__PROBLEM__: From the entries below, retype only the lines from the one with "Target: dark car" through the one with "of the pavement", exactly as written.

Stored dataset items
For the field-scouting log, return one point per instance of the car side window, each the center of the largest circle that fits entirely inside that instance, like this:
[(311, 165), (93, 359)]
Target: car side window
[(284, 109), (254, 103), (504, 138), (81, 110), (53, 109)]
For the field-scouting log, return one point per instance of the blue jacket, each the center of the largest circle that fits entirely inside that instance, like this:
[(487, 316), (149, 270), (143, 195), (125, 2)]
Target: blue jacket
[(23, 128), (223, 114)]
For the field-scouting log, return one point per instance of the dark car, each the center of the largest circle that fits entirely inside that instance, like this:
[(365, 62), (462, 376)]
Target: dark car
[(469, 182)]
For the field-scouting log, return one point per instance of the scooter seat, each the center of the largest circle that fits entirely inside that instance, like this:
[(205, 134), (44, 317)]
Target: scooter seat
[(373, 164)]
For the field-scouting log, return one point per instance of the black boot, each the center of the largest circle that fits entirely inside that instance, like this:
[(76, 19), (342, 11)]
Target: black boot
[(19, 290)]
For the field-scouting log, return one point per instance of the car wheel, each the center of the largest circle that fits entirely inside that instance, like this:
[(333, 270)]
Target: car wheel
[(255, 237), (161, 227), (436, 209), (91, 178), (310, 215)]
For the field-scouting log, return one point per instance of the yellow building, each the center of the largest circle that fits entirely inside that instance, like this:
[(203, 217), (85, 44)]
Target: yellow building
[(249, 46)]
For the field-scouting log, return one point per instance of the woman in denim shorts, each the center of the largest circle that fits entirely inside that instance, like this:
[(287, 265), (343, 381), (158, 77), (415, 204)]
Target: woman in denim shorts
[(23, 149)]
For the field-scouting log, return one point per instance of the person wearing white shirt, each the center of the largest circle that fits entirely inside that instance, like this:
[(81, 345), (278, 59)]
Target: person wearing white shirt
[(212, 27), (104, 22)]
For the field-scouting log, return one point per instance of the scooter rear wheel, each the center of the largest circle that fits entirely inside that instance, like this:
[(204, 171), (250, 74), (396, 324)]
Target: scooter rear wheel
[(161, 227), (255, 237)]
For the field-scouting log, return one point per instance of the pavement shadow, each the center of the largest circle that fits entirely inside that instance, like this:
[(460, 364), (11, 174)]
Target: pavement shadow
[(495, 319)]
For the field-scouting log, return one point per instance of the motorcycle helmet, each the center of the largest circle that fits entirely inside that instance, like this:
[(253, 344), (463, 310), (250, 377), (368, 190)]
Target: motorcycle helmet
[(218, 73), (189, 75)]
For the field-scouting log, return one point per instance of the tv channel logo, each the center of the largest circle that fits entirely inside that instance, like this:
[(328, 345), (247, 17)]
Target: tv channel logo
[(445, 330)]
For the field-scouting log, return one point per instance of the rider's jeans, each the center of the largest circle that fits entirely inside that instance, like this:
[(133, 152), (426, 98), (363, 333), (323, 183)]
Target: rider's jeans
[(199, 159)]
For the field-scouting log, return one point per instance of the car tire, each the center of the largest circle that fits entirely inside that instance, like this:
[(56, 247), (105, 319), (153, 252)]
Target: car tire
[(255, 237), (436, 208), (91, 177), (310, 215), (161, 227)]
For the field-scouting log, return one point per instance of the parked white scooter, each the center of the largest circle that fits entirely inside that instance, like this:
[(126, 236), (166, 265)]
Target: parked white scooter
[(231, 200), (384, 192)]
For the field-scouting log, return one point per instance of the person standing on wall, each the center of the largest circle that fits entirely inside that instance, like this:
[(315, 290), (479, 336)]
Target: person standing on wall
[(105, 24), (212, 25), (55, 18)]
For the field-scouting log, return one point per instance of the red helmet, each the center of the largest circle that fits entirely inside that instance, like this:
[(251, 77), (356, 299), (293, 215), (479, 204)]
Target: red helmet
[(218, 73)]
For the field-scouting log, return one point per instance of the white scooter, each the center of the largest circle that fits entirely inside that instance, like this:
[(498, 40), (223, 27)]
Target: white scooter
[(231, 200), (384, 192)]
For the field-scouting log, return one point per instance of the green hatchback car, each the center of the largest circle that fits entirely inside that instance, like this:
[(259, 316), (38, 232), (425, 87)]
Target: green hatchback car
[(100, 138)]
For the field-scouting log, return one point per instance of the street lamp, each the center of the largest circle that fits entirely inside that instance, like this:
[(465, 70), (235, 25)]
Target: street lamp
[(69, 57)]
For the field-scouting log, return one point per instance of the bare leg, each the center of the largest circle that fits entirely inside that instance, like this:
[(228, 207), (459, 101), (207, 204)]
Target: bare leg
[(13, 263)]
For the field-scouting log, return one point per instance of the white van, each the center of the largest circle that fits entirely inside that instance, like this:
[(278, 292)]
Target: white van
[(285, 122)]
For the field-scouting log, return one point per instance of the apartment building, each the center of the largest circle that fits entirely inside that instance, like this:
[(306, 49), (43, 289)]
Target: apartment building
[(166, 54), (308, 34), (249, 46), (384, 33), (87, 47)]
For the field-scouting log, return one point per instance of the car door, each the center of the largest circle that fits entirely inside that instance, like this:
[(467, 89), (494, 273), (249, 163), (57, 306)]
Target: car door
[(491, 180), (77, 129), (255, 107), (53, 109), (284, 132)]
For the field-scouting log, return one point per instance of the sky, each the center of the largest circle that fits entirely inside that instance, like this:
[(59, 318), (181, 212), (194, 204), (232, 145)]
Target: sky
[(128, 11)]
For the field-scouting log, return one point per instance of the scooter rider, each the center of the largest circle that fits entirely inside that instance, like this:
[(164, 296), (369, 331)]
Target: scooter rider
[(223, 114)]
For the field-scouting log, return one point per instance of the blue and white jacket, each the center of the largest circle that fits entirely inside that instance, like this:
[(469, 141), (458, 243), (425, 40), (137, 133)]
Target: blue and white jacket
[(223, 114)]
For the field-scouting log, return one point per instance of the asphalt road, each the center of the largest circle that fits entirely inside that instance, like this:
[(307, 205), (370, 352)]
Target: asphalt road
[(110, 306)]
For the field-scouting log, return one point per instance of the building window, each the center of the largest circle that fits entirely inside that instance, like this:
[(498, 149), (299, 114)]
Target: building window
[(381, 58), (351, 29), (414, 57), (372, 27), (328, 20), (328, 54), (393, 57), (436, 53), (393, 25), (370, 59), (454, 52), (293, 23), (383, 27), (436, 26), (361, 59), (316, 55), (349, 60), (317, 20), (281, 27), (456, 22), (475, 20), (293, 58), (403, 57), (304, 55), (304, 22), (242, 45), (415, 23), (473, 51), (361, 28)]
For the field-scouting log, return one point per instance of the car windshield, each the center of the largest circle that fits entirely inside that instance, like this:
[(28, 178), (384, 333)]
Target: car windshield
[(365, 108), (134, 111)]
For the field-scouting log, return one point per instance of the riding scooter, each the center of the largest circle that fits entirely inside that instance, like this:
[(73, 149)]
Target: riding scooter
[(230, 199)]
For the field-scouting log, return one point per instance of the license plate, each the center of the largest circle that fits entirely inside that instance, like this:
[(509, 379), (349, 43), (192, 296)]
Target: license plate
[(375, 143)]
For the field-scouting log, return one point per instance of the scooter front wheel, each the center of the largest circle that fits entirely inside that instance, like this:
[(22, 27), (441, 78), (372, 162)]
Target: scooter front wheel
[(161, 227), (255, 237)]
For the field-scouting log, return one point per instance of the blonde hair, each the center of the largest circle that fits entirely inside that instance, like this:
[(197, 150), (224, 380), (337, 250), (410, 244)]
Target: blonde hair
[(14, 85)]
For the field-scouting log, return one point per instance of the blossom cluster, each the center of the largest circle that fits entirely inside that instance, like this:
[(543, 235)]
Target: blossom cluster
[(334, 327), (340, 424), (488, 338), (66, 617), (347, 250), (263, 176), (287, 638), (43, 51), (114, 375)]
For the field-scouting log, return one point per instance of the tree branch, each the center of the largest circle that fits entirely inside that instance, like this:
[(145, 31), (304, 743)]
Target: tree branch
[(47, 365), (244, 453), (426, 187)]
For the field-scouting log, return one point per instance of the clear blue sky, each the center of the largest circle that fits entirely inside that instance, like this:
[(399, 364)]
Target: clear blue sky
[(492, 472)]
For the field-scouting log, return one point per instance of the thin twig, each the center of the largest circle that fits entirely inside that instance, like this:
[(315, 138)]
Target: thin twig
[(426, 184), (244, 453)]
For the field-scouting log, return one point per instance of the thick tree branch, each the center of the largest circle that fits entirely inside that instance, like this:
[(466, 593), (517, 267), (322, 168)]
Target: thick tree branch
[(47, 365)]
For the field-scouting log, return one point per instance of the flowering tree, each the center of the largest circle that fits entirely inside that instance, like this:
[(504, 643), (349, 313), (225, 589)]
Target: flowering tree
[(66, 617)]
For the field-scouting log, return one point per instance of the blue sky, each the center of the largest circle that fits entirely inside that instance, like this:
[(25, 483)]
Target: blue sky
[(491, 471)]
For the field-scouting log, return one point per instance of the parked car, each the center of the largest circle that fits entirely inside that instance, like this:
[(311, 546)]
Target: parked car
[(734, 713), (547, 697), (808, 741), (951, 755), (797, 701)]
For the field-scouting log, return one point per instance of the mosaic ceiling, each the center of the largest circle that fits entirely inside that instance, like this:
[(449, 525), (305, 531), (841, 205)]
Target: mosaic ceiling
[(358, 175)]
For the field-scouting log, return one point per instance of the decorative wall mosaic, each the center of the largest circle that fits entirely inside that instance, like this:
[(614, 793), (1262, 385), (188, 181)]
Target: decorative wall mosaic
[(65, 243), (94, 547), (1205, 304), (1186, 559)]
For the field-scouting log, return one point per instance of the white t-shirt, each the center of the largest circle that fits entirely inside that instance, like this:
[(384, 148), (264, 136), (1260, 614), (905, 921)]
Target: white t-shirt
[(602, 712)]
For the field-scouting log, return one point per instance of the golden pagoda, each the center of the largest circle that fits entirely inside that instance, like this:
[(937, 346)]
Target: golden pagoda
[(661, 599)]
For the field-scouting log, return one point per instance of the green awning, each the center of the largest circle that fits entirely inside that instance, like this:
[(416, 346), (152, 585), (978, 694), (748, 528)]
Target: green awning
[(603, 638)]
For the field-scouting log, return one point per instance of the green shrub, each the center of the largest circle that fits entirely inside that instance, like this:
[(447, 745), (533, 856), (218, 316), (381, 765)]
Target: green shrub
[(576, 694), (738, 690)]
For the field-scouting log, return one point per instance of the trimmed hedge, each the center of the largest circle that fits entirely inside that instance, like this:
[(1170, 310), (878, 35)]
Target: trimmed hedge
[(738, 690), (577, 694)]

__SOLUTION TO THIS TASK__:
Target: dark car
[(469, 182)]
For the field-scouting log, return one point per instance of the scooter seat, each the center of the largest circle that fits entirely inside that instance, like this:
[(205, 134), (44, 317)]
Target: scooter seat
[(373, 164)]
For the field-scouting log, return one point per instance of the black boot, each the center of the largest circle that fits entirely inside that instance, like this:
[(76, 19), (342, 11)]
Target: black boot
[(19, 290)]
For the field-scouting log, return one point per instance of the car wheel, each the center of the largest circle that fits entirely inside that instance, like this:
[(333, 270)]
Target: car wheel
[(255, 237), (161, 227), (436, 209), (91, 178), (310, 215)]
For the field-scouting log, return one point per instance of the yellow building, each the center of the largest circle that fits entirely inside that instance, like this:
[(203, 217), (85, 44)]
Target: yellow building
[(249, 46)]
For the field-scouting log, return one point per instance of the woman in denim shorts, each the center of the largest circle that fits entirely inside that instance, like this:
[(287, 265), (343, 381), (158, 77), (415, 204)]
Target: woman in denim shorts
[(23, 149)]
For the field-scouting log, return one point per instance of the person wearing white shirt, each the center of the largest circle that fits entirely inside that instance, like this:
[(81, 345), (278, 59)]
Target: person wearing white shirt
[(212, 27), (104, 22)]
For the field-scouting log, return one point per instance of the scooter rear wheel, each the center of the largest circle that fits entirely inside that instance, like this:
[(204, 171), (250, 74), (396, 324)]
Target: scooter rear wheel
[(161, 227), (255, 237)]
For the field-scouting log, return one point per instance of the pavement shadow, each the center of the largest circle that fits entirely inside that instance, like this:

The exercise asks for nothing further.